### What is needed
State the number of lines in the listing that contain "green". No further words are expected.

____________

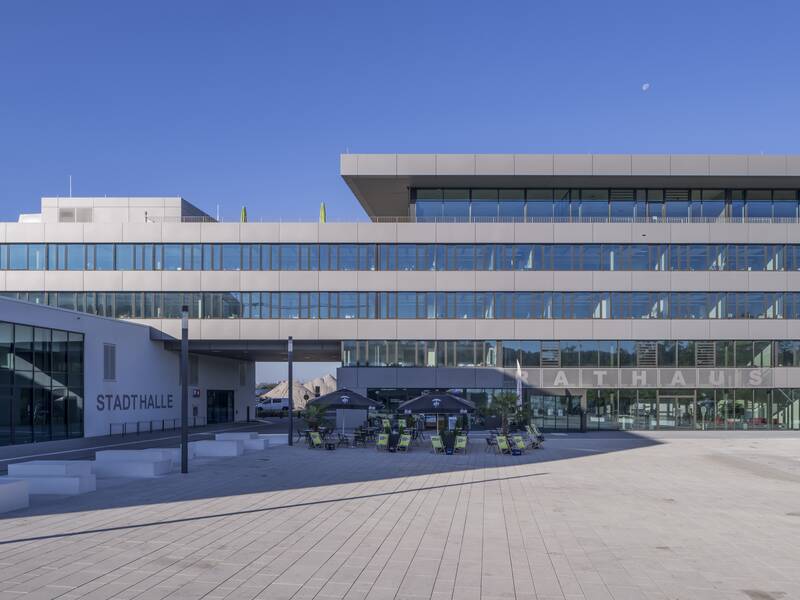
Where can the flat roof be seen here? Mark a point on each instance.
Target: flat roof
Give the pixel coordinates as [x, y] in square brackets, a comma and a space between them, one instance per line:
[381, 182]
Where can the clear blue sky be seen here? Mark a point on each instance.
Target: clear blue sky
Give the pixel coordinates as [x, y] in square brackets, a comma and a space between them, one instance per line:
[252, 102]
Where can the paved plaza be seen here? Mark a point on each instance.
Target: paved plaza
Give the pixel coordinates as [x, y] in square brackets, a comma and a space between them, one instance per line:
[595, 516]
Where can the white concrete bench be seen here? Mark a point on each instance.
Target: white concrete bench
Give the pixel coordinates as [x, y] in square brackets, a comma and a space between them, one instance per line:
[275, 439]
[210, 448]
[131, 468]
[13, 494]
[68, 477]
[252, 441]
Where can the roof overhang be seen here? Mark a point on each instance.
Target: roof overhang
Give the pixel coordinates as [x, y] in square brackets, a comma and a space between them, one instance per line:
[382, 182]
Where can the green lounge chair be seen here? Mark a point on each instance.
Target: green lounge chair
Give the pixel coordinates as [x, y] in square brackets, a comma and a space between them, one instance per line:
[502, 444]
[404, 444]
[314, 439]
[383, 442]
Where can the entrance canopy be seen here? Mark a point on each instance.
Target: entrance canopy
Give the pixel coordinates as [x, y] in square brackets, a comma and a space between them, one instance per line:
[343, 398]
[440, 404]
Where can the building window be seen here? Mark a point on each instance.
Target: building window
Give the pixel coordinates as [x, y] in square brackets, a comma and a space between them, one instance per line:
[109, 362]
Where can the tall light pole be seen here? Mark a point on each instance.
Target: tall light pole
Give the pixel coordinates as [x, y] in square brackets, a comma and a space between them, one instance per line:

____________

### Solution
2